**PROBLEMS TO WORK ON**
a – Write out the part of the forum thread about feeder mice that runs from "# Pretty amazed..(mice)" up to and including "them as mice!".
b – In the forum thread about feeder mice, what does Marinam2 say to do with grandma's mouse, and for how long?

**READING PASSAGE**
....

# Pretty amazed..(mice) (WARNING photos of dead mice)



## freekygeeky (May 25, 2007)

In a non wierd pervy sort of way! ...lol

I asked ages ago..if my grandma woudl breed mice for me..she said yup..sooo
i got 2 females and a male.. unfortunaly the male never seemed to do his deeeed, and sadly past away... i then got 2 other females, and a new male.. since then they have all had babies, a few 'clutches' were eaten but a few lasted! ... anyway, i have pet mice, and couldnt bear (sp) the thought of killing them.. for food.. but grandma did it.. and i am amazed..

the qulalitly and size of them is amazing... although i did get upset at first.. i try not to think of them as mice!

just look at these pics...

DO NOT LOOK IF YOU DO NOT WANT TO SEE A DEAD MOUSE!!!

anyway, here are what i normally have vs a mouse from grandma..

how much better is that.. i cannot belive i ever brought mice!










and again..

under the nice mice you can see the bloomign awful ones i brought










amazing no?


what the hell has happend to the others... the ones i brought?! i just dont understand how they can look so different!


----------



## Andy b 1 (May 14, 2007)

all of mine look like your grandma's ones but white that i buy from the shop


----------



## Marinam2 (Sep 4, 2007)

Put grandmas mouse in the freezer for a week and i guarantee it will look the same as your shop bought!

Marina


----------



## SiUK (Feb 15, 2007)

Marinam2 said:


> Put grandmas mouse in the freezer for a week and i guarantee it will look the same as your shop bought!
> 
> Marina


 
thats what I was thinking


----------



## ChrisNE (Jul 13, 2008)

I love how many warnings you've placed about the pictures of dead mice when this is a forum where 99% of the members regularly commit mouse genocide when feeding their animals, cutting, pinning, thawing and watching them being chewed, torn, sucked dry and swallowed whole by spiders, snakes, lizards and amphibians! Its very considerate of you! :2thumb:


----------



## freekygeeky (May 25, 2007)

Andy b 1 said:


> all of mine look like your grandma's ones but white that i buy from the shop


*sniff* ,aybe ive been scammed.. lol 
tis a big compay that many use on here...

....

**RAW DATA**

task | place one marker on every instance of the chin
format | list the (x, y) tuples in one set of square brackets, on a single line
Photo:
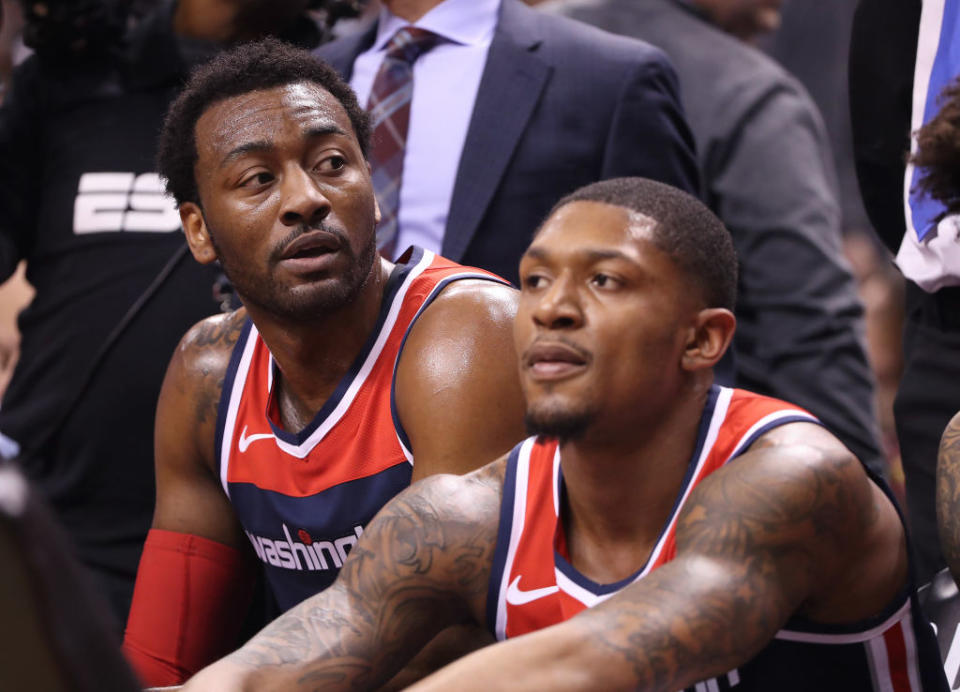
[(564, 423)]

....

**ANSWERS TO EACH TASK**
a –
# Pretty amazed..(mice) (WARNING photos of dead mice)



## freekygeeky (May 25, 2007)

In a non wierd pervy sort of way! ...lol

I asked ages ago..if my grandma woudl breed mice for me..she said yup..sooo
i got 2 females and a male.. unfortunaly the male never seemed to do his deeeed, and sadly past away... i then got 2 other females, and a new male.. since then they have all had babies, a few 'clutches' were eaten but a few lasted! ... anyway, i have pet mice, and couldnt bear (sp) the thought of killing them.. for food.. but grandma did it.. and i am amazed..

the qulalitly and size of them is amazing... although i did get upset at first.. i try not to think of them as mice!

b – Put it in the freezer for a week.